[Excerpt]:
####
In the Chest Pain Center, we will initially perform cardiac marker (or lab) tests every three hours along with other tests such as EKGs.
Cardiac enzymes are substances that are released into the bloodstream when the heart muscle is damaged. By taking a blood sample, the level of these enzymes can be measured in a laboratory to help diagnose a heart attack or cardiac event.
The most useful laboratory tests in making a determination of heart muscle damage include:
- Creatine kinase (CK)
- Myoglobin (Mb)
An electrocardiogram, abbreviated as EKG or ECG, is a test that measures the electrical activity of the heartbeat. With each beat, an electrical impulse or "wave" travels through the heart. An EKG provides information about your heart's rate and rhythm; it can also help diagnose a heart condition.
To perform the test, 12 sensing electrodes are placed on the skin of your arms, chest and legs. Wires are then attached to the electrodes and to a monitor. The monitor displays your heart's electrical activity and records it on paper, providing a printout for your physician to evaluate.
Your physician may ask for an X-ray of your chest or abdomen to see if there may be something different causing your chest pain. An X-ray is a photograph taken that shows bones and organs, including your heart. This may enable your physician to tell if your heart is enlarged or if there is another condition causing your chest pain.
Cardiac Stress Test
A cardiac stress test is also called an exercise test or treadmill test. This may or may not include nuclear imaging, depending on your health history. This test may help your caregiver see how well your heart works during exercise, a form of body stress. The longer you exercise, the harder your body needs to work. Your heart must work double time to pump more blood to supply the body with more oxygen. A cardiac stress test is usually done to check for blockages in the arteries of your heart. It will also tell caregivers the type and level of exercise that will be best for you.
Your health care provider may ask you to have a cardiac stress test to:
- Check how your heart works during exercise after having a heart attack or heart surgery
- Check if you are at risk of having a heart attack
- Check if you have heart disease or arrhythmias (abnormal heartbeats)
####
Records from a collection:
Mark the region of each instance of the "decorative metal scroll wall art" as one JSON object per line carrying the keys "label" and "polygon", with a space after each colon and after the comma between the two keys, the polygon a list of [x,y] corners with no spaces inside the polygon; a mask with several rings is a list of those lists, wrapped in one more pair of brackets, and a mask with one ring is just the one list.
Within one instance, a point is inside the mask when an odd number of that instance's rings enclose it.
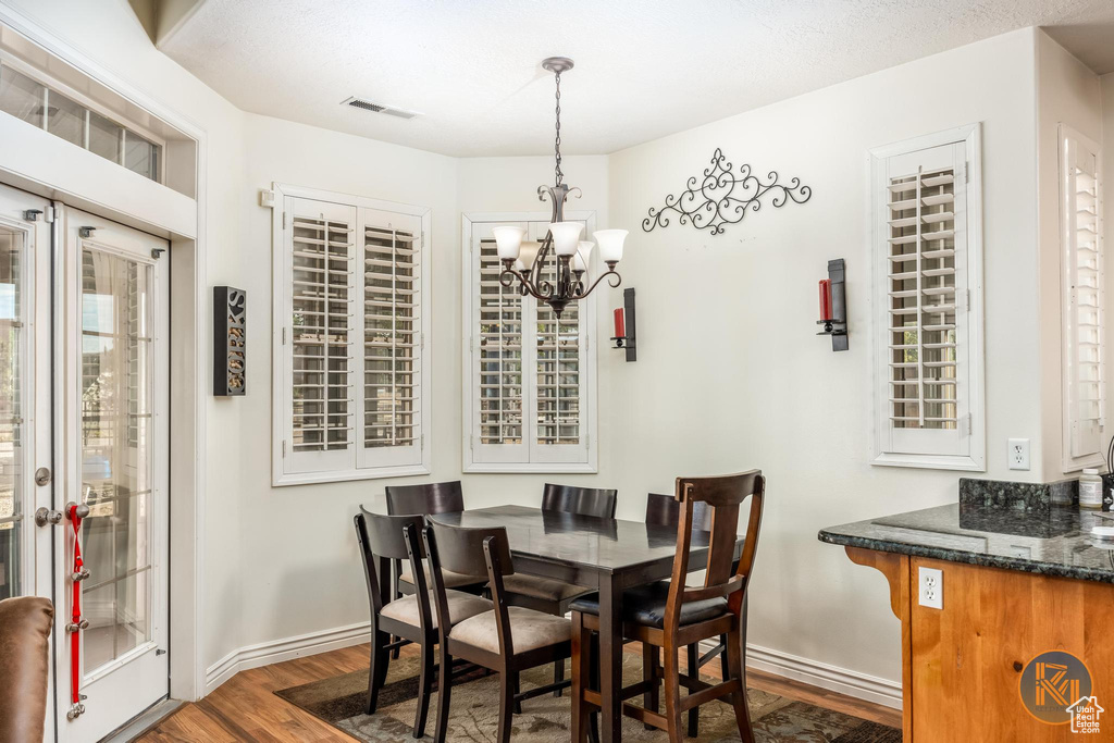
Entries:
{"label": "decorative metal scroll wall art", "polygon": [[792,201],[803,204],[812,196],[812,188],[802,186],[800,178],[788,184],[778,183],[776,170],[770,170],[765,178],[751,173],[750,165],[743,165],[735,174],[734,166],[723,156],[719,147],[712,156],[712,167],[704,170],[704,177],[688,178],[688,187],[674,196],[665,197],[661,207],[651,207],[649,216],[642,221],[642,228],[651,232],[654,227],[670,226],[670,212],[680,216],[677,222],[697,229],[711,229],[713,235],[723,234],[729,224],[739,224],[747,212],[762,208],[762,198],[773,192],[770,203],[781,207]]}
{"label": "decorative metal scroll wall art", "polygon": [[213,394],[238,397],[247,391],[247,292],[213,287]]}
####
Quote the passage on chest pain tests from "To perform the" up to and including "physician to evaluate.". The records are separate material and have no connection to the text.

[The completed task]:
To perform the test, 12 sensing electrodes are placed on the skin of your arms, chest and legs. Wires are then attached to the electrodes and to a monitor. The monitor displays your heart's electrical activity and records it on paper, providing a printout for your physician to evaluate.